● **Texte du document**:

En Algérie, le temps des vaches maigres
Les Algériens vont devoir apprendre à se serrer la ceinture en raison de l’instauration de mesures d’austérité pour faire face à la chute des cours du pétrole, qui a fait perdre au pays la moitié de ses revenus extérieurs en 2015.
Le gouvernement a d’abord décidé d’agir sur les budgets d’équipement en suspendant de nombreux projets, mais il est désormais contraint d’affecter directement le portefeuille des citoyens.
Depuis le 1er janvier, les automobilistes payent jusqu’à 40% plus cher le litre d’essence et de gazole. Et cette hausse en a mécaniquement entraîné d’autres.
En effet, les taxis et les transporteurs de voyageurs par car se sont empressés de la répercuter sur leurs tarifs, en dépit des assurances du gouvernement quant à leur maintien.
Augmenter le prix du carburant tout en gardant inchangé le prix de la course, cela entraîne des pertes sèches, se défend un chauffeur de taxi algérois, qui paie désormais un plein 1 450 dinars (12,42 euros) contre 1 000 dinars (8,57 euros) jusqu’au présent. Autrement dit, un tiers de mes bénéfices part en fumée, regrette-t-il.
Les distributeurs de lait ont aussi observé une grève pour réclamer une révision de leur marge bénéficiaire sur les ventes de ce produit subventionné par l’Etat dont les prix sont restés fixes depuis une dizaine d’années.
La hausse des prix des carburants, de l’électricité et du gaz influe directement sur le pouvoir d’achat des Algériens, explique l’économiste Smail Lalmas.

● **Données fournies**:

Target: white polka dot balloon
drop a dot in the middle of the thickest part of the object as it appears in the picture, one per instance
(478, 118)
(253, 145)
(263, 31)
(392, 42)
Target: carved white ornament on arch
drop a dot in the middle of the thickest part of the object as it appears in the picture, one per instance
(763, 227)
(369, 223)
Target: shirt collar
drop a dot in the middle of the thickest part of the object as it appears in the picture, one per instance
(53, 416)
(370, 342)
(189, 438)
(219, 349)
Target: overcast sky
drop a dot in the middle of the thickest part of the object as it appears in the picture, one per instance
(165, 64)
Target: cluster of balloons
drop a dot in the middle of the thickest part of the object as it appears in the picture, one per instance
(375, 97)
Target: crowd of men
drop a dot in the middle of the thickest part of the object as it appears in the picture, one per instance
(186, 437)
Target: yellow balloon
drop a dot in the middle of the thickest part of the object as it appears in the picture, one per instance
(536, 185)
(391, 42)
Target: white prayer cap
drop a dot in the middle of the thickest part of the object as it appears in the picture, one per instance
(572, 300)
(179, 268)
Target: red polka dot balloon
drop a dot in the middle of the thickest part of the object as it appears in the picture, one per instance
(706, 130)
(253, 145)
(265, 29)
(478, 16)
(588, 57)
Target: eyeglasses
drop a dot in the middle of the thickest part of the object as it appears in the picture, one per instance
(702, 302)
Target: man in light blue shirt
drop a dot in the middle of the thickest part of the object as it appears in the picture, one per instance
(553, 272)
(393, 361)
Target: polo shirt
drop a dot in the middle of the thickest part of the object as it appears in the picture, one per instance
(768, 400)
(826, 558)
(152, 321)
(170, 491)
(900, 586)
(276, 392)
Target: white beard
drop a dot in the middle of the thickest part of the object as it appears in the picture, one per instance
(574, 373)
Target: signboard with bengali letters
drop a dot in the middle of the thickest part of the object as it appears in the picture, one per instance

● **Exercices et consignes**:
• a. Selon l'article sur l'austérité en Algérie, de combien le litre d'essence et de gazole a-t-il augmenté depuis le 1er janvier ?
• b. Recopiez, s'il vous plaît, le passage de l'article sur l'austérité en Algérie de « Le gouvernement a » à « à leur maintien. ».

● **Liste des réponses**:
• a. Jusqu'à 40 %.

• b.
Le gouvernement a d’abord décidé d’agir sur les budgets d’équipement en suspendant de nombreux projets, mais il est désormais contraint d’affecter directement le portefeuille des citoyens.
Depuis le 1er janvier, les automobilistes payent jusqu’à 40% plus cher le litre d’essence et de gazole. Et cette hausse en a mécaniquement entraîné d’autres.
En effet, les taxis et les transporteurs de voyageurs par car se sont empressés de la répercuter sur leurs tarifs, en dépit des assurances du gouvernement quant à leur maintien.